[Records from a set for labeling points]
***
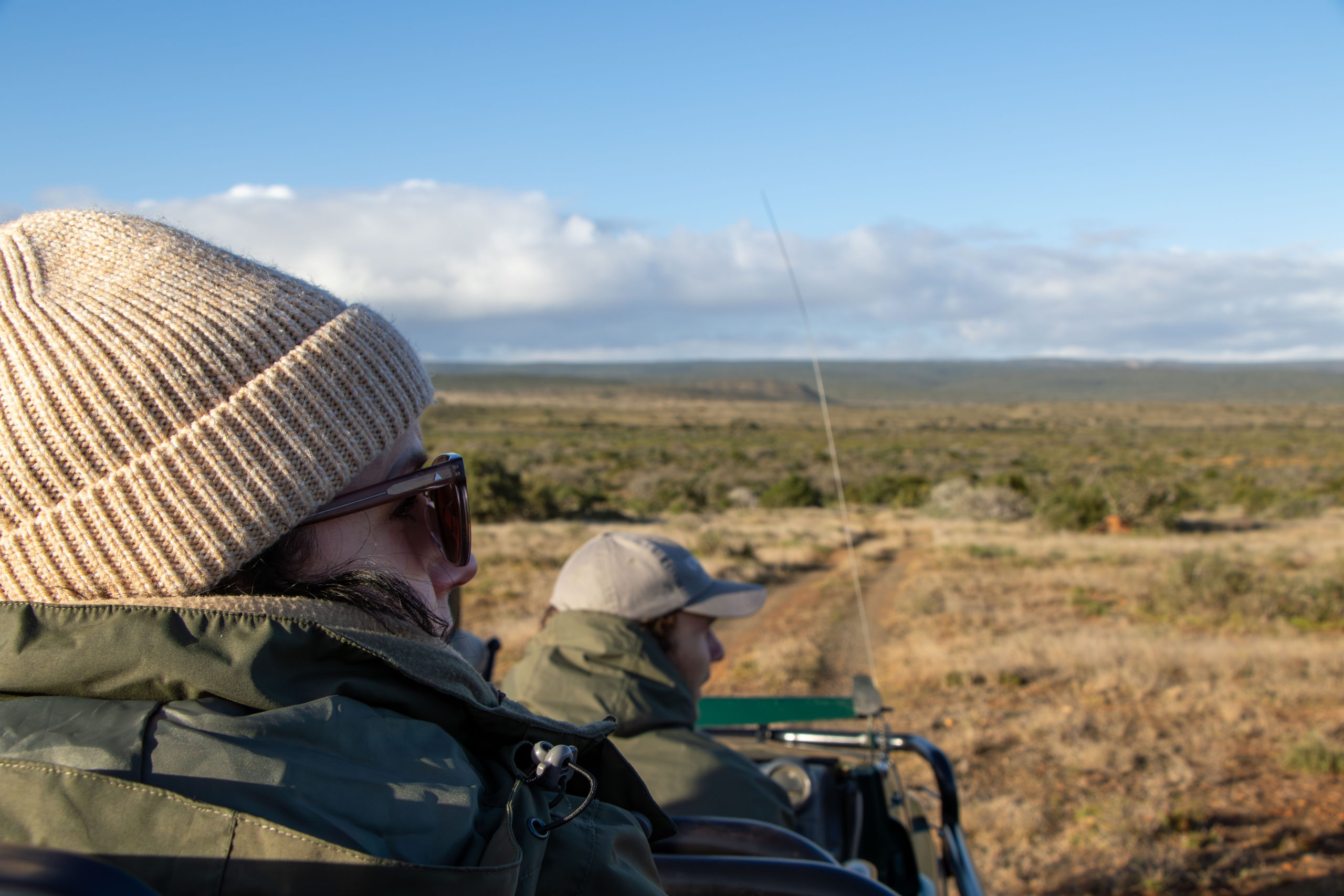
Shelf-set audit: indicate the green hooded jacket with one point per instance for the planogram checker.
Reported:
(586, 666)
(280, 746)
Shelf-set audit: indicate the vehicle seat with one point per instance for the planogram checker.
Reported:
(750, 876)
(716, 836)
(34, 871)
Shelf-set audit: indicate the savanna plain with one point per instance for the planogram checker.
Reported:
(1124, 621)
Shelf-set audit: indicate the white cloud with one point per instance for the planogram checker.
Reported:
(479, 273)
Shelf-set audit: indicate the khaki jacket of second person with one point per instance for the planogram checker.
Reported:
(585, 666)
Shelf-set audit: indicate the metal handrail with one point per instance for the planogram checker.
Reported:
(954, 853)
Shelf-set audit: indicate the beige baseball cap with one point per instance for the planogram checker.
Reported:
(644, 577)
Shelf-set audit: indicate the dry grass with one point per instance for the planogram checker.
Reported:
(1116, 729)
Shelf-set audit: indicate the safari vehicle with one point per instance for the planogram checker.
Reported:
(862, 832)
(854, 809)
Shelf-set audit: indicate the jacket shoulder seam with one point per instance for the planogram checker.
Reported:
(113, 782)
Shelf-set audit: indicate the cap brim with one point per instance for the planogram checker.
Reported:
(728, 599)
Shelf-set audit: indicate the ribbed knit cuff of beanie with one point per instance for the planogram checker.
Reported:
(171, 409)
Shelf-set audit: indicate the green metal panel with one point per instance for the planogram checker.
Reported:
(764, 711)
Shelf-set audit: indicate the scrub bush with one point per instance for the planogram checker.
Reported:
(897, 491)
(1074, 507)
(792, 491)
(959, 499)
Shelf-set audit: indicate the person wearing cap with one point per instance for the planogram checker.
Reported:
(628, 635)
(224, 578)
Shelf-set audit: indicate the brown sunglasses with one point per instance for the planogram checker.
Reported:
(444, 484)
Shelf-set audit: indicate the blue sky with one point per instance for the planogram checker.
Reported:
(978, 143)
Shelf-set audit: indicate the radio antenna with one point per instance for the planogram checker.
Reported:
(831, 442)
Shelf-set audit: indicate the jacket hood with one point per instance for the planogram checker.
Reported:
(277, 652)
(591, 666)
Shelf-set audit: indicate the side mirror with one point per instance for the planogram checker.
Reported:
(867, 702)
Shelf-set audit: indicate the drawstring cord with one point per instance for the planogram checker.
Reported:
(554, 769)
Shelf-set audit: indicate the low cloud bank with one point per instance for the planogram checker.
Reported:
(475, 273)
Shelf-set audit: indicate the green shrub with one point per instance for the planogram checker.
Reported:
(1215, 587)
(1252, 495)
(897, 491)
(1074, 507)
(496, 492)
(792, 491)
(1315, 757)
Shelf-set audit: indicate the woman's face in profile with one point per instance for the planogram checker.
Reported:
***
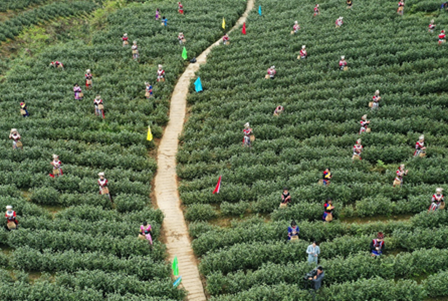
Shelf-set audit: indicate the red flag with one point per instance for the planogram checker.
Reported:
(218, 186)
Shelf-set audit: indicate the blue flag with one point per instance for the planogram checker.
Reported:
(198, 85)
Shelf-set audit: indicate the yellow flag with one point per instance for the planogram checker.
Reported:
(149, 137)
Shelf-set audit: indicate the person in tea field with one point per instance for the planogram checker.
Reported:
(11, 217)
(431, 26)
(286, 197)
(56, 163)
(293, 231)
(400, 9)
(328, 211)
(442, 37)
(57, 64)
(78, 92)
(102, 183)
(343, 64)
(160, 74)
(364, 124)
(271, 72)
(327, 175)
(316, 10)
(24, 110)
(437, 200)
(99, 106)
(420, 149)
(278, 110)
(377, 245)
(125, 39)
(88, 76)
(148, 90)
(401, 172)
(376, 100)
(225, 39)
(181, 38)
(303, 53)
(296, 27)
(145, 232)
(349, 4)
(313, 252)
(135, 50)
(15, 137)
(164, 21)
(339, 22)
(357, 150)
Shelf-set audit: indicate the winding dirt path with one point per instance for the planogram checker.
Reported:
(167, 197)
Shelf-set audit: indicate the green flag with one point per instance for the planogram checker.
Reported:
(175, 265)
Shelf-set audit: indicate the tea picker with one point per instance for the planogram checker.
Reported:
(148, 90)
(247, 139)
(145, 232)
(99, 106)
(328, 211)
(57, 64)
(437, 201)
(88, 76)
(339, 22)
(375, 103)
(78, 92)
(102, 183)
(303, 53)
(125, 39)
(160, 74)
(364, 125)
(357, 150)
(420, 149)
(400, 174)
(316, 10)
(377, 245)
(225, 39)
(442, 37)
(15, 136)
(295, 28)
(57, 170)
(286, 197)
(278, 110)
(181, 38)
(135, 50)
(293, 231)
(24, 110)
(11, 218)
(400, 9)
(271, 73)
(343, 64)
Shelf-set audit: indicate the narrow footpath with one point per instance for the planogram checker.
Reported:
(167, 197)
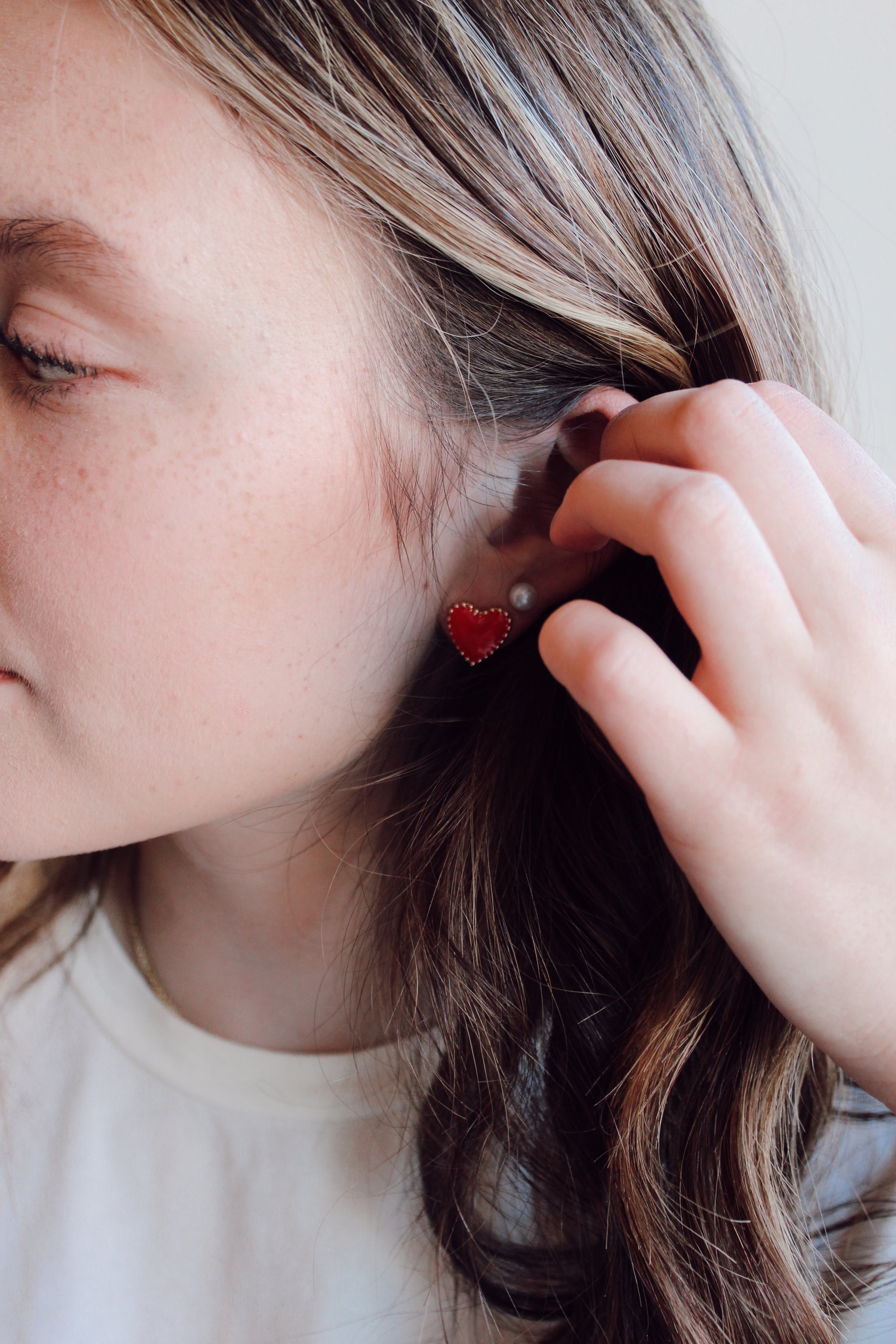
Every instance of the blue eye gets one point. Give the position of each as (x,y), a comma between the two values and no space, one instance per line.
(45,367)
***
**Task description**. Tally the lines in the records above that contain the word "jacket". Give only the number.

**Solution to the problem**. 4